→ **Short task**: Retype every entry in its entirety, without alteration.

→ **Data shown**:
• • • • •

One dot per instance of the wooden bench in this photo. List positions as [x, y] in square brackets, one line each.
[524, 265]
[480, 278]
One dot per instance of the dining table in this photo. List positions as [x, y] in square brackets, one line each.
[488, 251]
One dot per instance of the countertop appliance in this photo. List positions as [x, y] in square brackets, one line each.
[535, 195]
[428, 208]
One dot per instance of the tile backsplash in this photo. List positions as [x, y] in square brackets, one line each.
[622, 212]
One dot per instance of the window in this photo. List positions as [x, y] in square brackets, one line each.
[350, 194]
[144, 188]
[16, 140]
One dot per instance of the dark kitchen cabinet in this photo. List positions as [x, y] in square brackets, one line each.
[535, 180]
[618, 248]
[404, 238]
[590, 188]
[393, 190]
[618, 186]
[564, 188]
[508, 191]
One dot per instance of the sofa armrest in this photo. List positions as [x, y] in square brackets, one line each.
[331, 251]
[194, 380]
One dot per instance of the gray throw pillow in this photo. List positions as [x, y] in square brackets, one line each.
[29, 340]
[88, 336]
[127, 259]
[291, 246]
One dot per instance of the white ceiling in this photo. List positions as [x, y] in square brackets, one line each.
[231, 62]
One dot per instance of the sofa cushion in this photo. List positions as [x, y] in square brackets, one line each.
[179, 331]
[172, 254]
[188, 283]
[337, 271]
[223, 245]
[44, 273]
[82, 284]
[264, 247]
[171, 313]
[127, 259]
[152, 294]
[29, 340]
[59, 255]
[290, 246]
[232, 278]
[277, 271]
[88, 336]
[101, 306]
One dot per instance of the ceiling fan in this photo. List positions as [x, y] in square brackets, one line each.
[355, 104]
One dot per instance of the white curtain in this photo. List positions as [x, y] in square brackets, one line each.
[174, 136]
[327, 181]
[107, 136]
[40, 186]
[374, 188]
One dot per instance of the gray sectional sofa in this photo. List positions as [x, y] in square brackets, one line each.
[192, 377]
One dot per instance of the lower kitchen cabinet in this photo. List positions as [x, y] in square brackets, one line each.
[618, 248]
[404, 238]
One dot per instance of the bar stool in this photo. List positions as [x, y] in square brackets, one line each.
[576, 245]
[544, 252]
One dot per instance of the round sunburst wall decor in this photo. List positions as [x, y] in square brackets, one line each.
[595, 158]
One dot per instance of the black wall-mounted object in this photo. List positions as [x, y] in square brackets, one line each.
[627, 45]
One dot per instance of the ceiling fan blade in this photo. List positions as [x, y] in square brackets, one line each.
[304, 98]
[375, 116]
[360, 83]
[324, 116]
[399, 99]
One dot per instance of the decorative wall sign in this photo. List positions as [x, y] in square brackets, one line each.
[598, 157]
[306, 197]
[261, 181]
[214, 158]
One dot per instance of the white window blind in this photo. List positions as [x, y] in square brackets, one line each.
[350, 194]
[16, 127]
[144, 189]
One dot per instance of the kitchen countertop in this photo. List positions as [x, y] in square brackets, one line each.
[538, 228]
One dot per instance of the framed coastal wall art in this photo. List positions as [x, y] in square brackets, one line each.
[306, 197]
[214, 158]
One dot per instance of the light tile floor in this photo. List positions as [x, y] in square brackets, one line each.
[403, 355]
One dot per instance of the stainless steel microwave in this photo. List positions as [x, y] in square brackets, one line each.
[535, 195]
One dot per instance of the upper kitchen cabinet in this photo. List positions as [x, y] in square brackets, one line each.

• • • • •

→ **Expected answer**:
One dot per instance of the wooden bench in this photo. List positions as [x, y] in square brackets, one line each.
[524, 265]
[480, 278]
One dot per instance of the dining table in this photo. List positions as [x, y] in square brackets, one line each.
[488, 251]
One dot per instance of the countertop appliance in this photo. List positions as [x, y] in square brackets, one line each.
[535, 195]
[428, 208]
One dot per instance of the tile backsplash in this photo. List positions as [x, y] in square brackets, one line each.
[622, 212]
One dot per instance of the window in this photo. List positions as [x, y] in square brackets, one line each.
[350, 194]
[144, 188]
[16, 140]
One dot per instance of the dark kitchen cabinet in this photo. List positions as [x, y] in square brackets, one line each.
[535, 180]
[618, 248]
[404, 238]
[590, 188]
[393, 190]
[618, 186]
[564, 188]
[508, 191]
One dot per instance of the sofa armrest in this photo. List positions as [x, y] in square brackets, one line each.
[331, 251]
[194, 380]
One dot per instance of the gray throw pillow in this photo. List positions as [x, y] in square brackets, one line each.
[29, 340]
[88, 336]
[127, 259]
[291, 246]
One dot per instance of the white ceiling in this photo. List positions as [x, y] in square brackets, one line each.
[231, 62]
One dot per instance of the sofa cushion in this photo. List positions as [x, y] in square brackets, one line each.
[179, 331]
[172, 254]
[188, 283]
[337, 271]
[223, 245]
[44, 273]
[82, 284]
[264, 247]
[171, 313]
[127, 259]
[152, 294]
[29, 340]
[59, 255]
[290, 246]
[232, 278]
[277, 271]
[88, 336]
[101, 306]
One dot per instance of the ceiling fan in this photo. List positions as [x, y] in square brackets, one line each.
[355, 104]
One dot per instance of the white curtain in this photo. List positions as [x, y] in square brackets, one line each.
[174, 136]
[327, 181]
[107, 136]
[40, 186]
[374, 188]
One dot per instance of the gray sectional sofa in this photo. List positions as [x, y] in square brackets, one line each.
[192, 377]
One dot per instance of the lower kitchen cabinet in this photo. List positions as [x, y] in square brackets, one line each.
[618, 248]
[404, 238]
One dot per instance of the bar stool in this photo. List positions as [x, y] in square brackets, one line each.
[576, 245]
[544, 252]
One dot per instance of the round sunburst wall decor in this photo. List positions as [x, y] in square brackets, one line each.
[595, 158]
One dot per instance of the black wall-mounted object in this photo. List positions as [x, y] in square brackets, one line each.
[627, 45]
One dot per instance of the ceiling fan blade in this photo. List positions as [x, y] in square brackets, one line each.
[304, 98]
[375, 116]
[360, 83]
[324, 116]
[399, 99]
One dot per instance of the decorative wall sign in this photo. List positions as [x, y] in square brackets, one line each.
[598, 157]
[306, 197]
[261, 181]
[214, 158]
One dot per instance of the white window blind in this photo. List positions as [x, y] in square brackets, one line each.
[350, 194]
[16, 127]
[144, 189]
One dot per instance of the kitchen countertop in this photo. List positions as [x, y] in square brackets, one line each.
[538, 228]
One dot per instance of the framed coastal wall art in this photo. List positions as [x, y] in square brackets, one line each.
[306, 197]
[214, 158]
One dot per instance of the light tile floor in this photo. List positions as [x, y] in square brackets, one line each.
[403, 355]
One dot per instance of the stainless steel microwave in this photo. List positions as [x, y] in square brackets, one line each.
[535, 195]
One dot per instance of the upper kitchen cabinet in this photo. List positions as [x, y] in square brackets, one line each.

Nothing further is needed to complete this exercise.